Dataset entries:
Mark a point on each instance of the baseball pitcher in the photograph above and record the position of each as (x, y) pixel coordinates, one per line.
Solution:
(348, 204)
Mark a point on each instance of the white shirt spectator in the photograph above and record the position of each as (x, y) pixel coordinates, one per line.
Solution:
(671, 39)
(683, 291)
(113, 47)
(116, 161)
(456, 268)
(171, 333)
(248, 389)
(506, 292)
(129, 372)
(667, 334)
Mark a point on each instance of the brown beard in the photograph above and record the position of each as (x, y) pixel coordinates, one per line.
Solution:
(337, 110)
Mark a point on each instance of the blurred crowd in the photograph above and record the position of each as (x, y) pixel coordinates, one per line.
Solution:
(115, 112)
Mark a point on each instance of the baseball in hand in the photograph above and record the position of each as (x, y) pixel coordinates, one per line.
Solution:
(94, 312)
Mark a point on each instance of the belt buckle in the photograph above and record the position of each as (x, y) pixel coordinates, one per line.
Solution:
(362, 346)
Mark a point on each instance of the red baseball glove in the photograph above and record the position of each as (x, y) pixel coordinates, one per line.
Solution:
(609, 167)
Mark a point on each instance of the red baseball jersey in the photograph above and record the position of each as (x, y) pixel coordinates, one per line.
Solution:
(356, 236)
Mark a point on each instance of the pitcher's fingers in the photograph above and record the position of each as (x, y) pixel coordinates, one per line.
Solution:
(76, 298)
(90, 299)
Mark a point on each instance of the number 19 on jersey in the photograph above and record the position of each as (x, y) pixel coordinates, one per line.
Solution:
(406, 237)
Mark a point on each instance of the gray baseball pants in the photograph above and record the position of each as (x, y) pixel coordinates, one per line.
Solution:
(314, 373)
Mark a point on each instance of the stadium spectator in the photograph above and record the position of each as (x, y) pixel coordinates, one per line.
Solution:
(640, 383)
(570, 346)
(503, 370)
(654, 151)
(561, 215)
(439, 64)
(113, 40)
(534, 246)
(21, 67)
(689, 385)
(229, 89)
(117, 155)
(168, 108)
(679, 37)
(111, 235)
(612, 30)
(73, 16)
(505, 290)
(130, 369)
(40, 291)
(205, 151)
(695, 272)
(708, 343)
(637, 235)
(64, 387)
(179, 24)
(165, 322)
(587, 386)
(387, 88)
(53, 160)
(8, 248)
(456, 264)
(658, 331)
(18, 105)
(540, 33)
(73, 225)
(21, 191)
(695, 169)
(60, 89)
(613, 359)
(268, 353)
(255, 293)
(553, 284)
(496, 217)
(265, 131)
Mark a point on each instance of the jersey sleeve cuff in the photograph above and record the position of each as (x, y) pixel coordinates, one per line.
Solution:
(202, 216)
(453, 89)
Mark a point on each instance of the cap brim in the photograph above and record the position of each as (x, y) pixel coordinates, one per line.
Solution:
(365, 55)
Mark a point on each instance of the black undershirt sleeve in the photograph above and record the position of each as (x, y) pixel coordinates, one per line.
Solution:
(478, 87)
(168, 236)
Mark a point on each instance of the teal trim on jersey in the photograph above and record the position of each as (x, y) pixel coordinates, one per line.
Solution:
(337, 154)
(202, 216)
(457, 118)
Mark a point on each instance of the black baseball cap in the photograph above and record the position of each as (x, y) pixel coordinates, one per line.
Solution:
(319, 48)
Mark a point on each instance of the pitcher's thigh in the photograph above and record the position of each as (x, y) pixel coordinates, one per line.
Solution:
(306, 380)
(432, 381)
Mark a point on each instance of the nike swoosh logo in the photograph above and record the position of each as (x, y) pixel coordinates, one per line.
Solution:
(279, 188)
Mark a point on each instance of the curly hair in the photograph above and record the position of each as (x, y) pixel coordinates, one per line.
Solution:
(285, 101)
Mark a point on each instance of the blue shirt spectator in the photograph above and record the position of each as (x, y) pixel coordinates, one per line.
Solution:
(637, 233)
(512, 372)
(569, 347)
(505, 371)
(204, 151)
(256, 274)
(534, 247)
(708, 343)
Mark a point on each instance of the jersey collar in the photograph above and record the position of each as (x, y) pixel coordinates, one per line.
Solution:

▶ _Exercise brief_
Your reply should contain each entry, copied without alteration.

▶ _Result below_
Mark a point on each instance of the baseball pitcher in the photograph above and record the position of each as (x, y) pixel coordinates, one per line.
Solution:
(348, 204)
Mark a point on each instance of the white shirt spectator in the photograph above and record the position of each as (x, y) pixel coordinates, one per line.
Solution:
(671, 39)
(683, 291)
(113, 47)
(116, 161)
(456, 268)
(171, 333)
(248, 389)
(506, 292)
(129, 372)
(667, 334)
Mark a point on each instance of the brown beard in the photograph above and record the position of each as (x, y) pixel coordinates, one per line.
Solution:
(337, 110)
Mark a point on each instance of the blurred crowd in the photograph above and record the position of each as (x, y) pixel coordinates, one per line.
Solution:
(115, 112)
Mark a point on each instance of the baseball in hand in the photograph above and record the position of each as (x, y) pixel coordinates, one per line.
Solution:
(94, 312)
Mark a point on each instance of the belt buckle in the photograph above and record the position of each as (x, y) pixel coordinates, one per line.
Solution:
(362, 346)
Mark a point on each instance of the red baseball glove in the photograph above and record the position of each as (x, y) pixel coordinates, one per line.
Solution:
(609, 167)
Mark a point on each instance of the red baseball jersey in the photograph above and record the position of each as (x, y) pixel coordinates, one per line.
Solution:
(356, 236)
Mark a point on each instance of the pitcher's fingers in the photograph above and record the position of each as (x, y) pixel coordinates, one per line.
Solution:
(76, 298)
(90, 299)
Mark a point on each instance of the number 19 on jersey in the photograph above and record the position of each as (x, y) pixel coordinates, one per line.
Solution:
(406, 237)
Mark a point on each instance of the gray baseball pants in the photograph above and record the position of each as (x, y) pixel coordinates, one per line.
Solution:
(314, 373)
Mark a point on each instance of the stadium spectator in the photograph above and record the position of each as (x, y) pixel coordinates, one per line.
Solution:
(640, 383)
(570, 346)
(503, 370)
(654, 151)
(561, 215)
(439, 64)
(113, 40)
(534, 246)
(21, 67)
(689, 385)
(229, 89)
(117, 155)
(168, 108)
(679, 37)
(111, 235)
(612, 30)
(73, 16)
(505, 290)
(130, 369)
(40, 291)
(205, 151)
(695, 272)
(708, 343)
(637, 235)
(64, 387)
(179, 24)
(165, 322)
(587, 386)
(387, 88)
(53, 160)
(8, 248)
(456, 264)
(658, 331)
(18, 105)
(540, 33)
(73, 225)
(21, 191)
(695, 169)
(60, 89)
(613, 359)
(268, 353)
(255, 293)
(553, 284)
(496, 217)
(265, 131)
Mark a point on each instance of the jersey sleeve cuff in the photograph above and record the position of each as (x, y) pixel coordinates, one per line.
Solution:
(202, 216)
(453, 89)
Mark a point on each instance of the cap brim in the photograph above and record the position of each as (x, y) pixel coordinates, one per line.
Solution:
(365, 55)
Mark a point on each instance of the black undershirt sleeve in the photograph above and record the position of each as (x, y) pixel coordinates, one per line.
Solution:
(478, 87)
(168, 236)
Mark a point on each instance of the teal trim on jersey in the photograph above and record the position of each as (x, y) pixel coordinates, one per line.
Solution:
(337, 154)
(202, 216)
(457, 118)
Mark a point on each instance of the black baseball cap in the photograph above and record the position of each as (x, y) pixel coordinates, one per line.
Solution:
(319, 48)
Mark a point on each instance of the pitcher's thigh in the photograph above and record the position of each as (x, y) pixel coordinates, one per line.
Solution:
(306, 380)
(432, 381)
Mark a point on each instance of the nike swoosh logo in the photograph above and record the position of each as (x, y) pixel coordinates, one per line.
Solution:
(279, 188)
Mark a point on each instance of the curly hair in the photograph above and record the position of each as (x, y) pixel coordinates, one per line.
Solution:
(285, 101)
Mark a point on each instance of the blue shirt spectator in the photograph above and record the position of each as (x, y) pixel coordinates, one per line.
Solution:
(637, 233)
(512, 372)
(569, 347)
(505, 371)
(204, 151)
(256, 274)
(534, 247)
(708, 343)
Mark a point on each instance of the jersey collar in the photograph above and record the position of each as (x, y) pixel coordinates, one per line.
Solution:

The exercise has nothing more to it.